◆ Text under study
Imagine This: NSA Supervising Bank ITNot Likely in U.S., But Such a Scenario Is Developing in Israel
Imagine American banks being required to submit to the supervision of the National Security Agency, the super-secret electronic spy organization run by the Defense Department, to assure the economic stability of the nation. In an era when Congress balks at even the mildest forms of private-sector IT security regulations, it's hard to envisage powerful U.S. financial institutions allowing the NSA keep an eye on their IT transactions.
Yet, in Israel - a nation that pats down passengers before they're allowed to board a plane - commercial banks are letting Shin Bet, the nation's secret service, supervise their computer systems, fearing they could be targeted in cyber-assaults that could cripple the country's economy, according to a report is the Israeli newspaper Haaretz.
Like their counterparts in the United States and elsewhere, Israeli bankers and their regulators over the years have been leery about granting a government security agency such oversight over their companies' information systems. The main concern of Israeli bankers wasn't government regulation, per se, but fear supervision would frighten off foreign investors and depositors.
Yet, in the past few years, Israel's banking industry began to recognize it's part of that nation's critical infrastructure, and Shin Bet, through the National Information Security Authority, supervises the networks of critical infrastructure owners in Israel. Among companies receiving supervision: Israel Electric Corp., Israel Railways, telecom provider Bezeq and the Tel Aviv Stock Exchange.
Israeli bankers viewed IT security a generation ago largely in terms of fraud prevention, Nimrod Kozlovski, a lecturer in IT security at Tel Aviv University, tells Haaretz. That view is broadening, he says, and bankers today accept their institutions are part of the nation's critical IT infrastructure.
"The assumption is that certain civilian infrastructure that is not supplied by the government is nevertheless of critical importance to the nation's strength or stability," Kozlovski says. "There are nightmare scenarios that could affect the nation's strength, such as one in which hackers seize control of the interbank clearing system, which is responsible for all financial transfers in the economy, or over the interbank communication system, enabling them to shut down the banks' commercial trade."
Cyber Aggressor, Victim or Both?

◆ What to produce
In the article about Israeli banks and Shin Bet, what did Israeli bankers mainly fear supervision would do? You won't need the material that comes after this.

◆ Supplied data
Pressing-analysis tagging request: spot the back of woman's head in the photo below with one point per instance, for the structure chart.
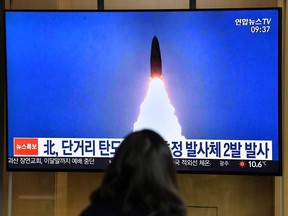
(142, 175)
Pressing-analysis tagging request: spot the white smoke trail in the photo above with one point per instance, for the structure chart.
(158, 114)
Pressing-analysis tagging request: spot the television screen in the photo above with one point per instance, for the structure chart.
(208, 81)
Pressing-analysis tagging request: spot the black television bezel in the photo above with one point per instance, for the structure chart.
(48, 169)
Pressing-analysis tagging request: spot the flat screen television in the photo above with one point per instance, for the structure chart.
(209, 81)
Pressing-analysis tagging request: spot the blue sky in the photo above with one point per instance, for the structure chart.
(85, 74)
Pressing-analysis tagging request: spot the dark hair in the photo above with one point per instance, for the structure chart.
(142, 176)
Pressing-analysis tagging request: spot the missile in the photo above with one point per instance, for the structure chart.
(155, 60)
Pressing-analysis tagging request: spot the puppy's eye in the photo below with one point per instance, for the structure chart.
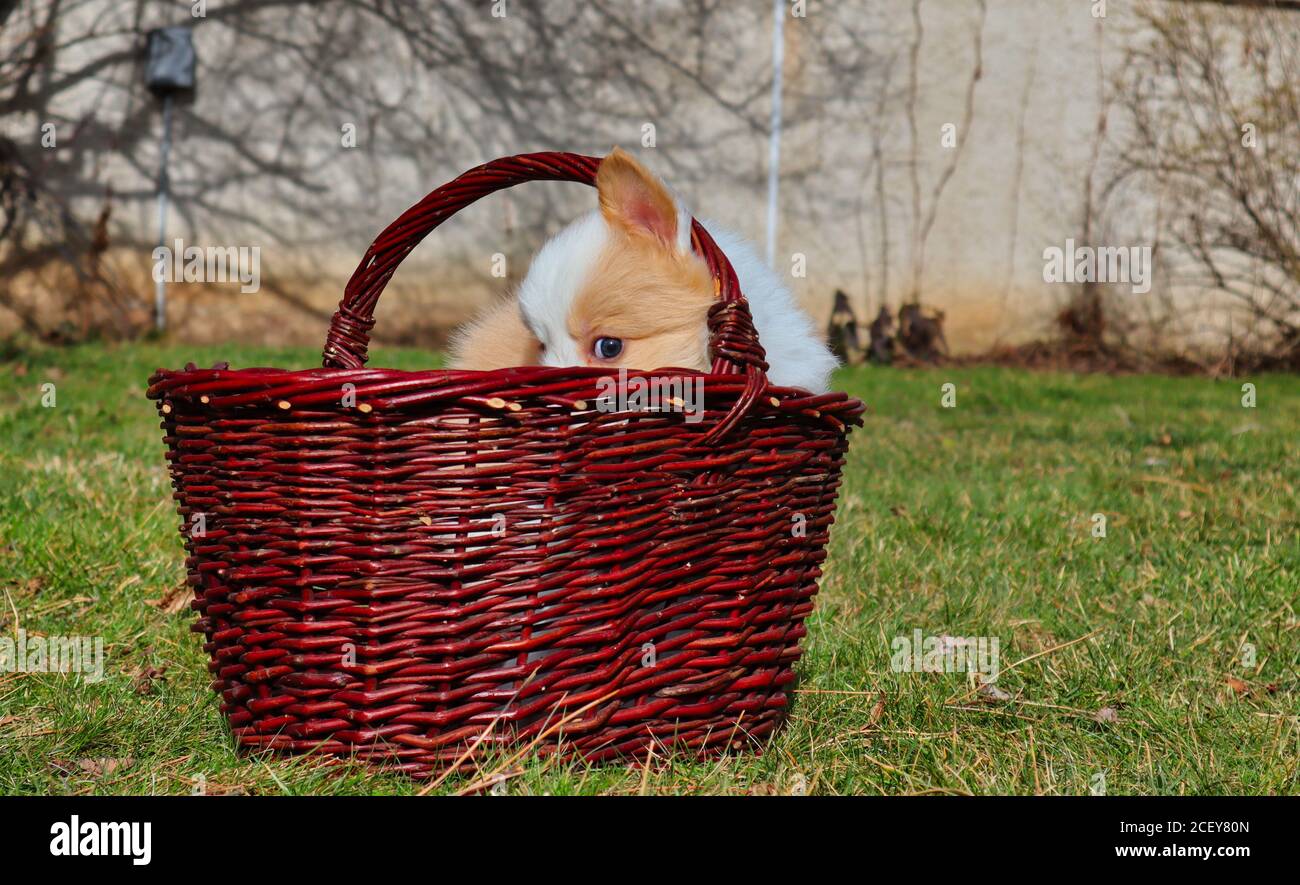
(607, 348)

* * *

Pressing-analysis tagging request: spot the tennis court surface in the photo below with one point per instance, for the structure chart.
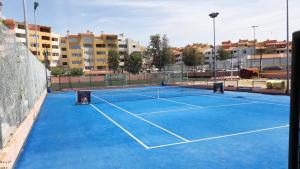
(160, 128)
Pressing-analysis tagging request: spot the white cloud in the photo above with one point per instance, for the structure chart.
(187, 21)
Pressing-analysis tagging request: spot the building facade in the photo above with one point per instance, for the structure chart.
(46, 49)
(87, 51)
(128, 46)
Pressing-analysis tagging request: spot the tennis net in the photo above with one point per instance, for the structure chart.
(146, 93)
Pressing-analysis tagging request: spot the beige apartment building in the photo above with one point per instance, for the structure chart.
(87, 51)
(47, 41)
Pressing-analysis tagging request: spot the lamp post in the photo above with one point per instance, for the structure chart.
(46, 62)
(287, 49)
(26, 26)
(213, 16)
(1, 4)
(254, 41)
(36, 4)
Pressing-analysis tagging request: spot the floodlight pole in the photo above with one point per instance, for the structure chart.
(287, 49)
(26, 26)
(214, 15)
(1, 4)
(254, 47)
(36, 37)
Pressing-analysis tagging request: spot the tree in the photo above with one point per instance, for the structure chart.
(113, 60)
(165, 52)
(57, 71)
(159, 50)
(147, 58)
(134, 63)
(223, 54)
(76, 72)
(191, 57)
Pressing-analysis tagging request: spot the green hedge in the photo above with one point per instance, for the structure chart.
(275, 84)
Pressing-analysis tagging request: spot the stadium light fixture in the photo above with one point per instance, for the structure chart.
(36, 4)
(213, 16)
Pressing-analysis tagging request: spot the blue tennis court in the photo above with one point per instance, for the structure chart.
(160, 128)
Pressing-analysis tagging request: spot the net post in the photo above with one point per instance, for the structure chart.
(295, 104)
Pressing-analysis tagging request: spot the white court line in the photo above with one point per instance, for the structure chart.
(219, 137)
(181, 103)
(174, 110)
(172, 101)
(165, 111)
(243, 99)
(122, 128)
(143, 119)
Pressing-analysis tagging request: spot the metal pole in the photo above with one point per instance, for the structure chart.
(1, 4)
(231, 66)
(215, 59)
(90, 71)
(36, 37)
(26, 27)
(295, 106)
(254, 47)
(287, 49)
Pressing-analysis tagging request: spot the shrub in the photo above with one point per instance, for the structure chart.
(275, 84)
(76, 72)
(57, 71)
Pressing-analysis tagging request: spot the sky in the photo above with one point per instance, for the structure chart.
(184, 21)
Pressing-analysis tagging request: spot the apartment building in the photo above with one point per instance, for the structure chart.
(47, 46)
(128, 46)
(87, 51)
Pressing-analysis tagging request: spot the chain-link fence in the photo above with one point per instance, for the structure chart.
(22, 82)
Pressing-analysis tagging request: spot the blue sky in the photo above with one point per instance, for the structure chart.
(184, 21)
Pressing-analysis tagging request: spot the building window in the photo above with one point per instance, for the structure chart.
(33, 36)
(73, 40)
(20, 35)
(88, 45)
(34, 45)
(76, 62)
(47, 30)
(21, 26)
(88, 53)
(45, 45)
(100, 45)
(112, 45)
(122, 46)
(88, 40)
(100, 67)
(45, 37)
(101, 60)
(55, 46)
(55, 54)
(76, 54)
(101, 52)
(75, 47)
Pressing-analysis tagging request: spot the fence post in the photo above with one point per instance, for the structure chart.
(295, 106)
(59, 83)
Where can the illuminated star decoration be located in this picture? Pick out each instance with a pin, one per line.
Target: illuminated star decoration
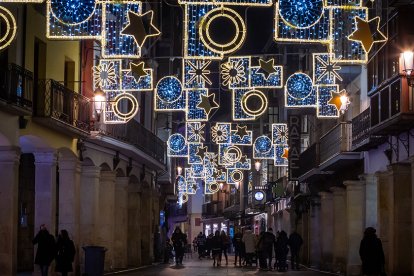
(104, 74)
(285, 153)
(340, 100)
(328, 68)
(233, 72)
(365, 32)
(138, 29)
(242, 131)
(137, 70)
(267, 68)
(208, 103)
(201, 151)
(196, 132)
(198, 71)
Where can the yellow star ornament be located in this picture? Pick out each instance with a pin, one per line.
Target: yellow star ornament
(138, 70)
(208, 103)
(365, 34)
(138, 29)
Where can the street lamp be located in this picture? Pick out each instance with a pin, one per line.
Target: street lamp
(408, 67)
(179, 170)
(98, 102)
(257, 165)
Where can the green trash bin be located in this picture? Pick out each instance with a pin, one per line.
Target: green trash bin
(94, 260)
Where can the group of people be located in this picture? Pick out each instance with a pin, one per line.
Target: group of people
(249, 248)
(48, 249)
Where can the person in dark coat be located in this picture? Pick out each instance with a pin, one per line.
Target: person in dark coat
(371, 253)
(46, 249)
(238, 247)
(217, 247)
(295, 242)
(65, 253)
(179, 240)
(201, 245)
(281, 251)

◆ Your solution
Frighten off foreign investors and depositors.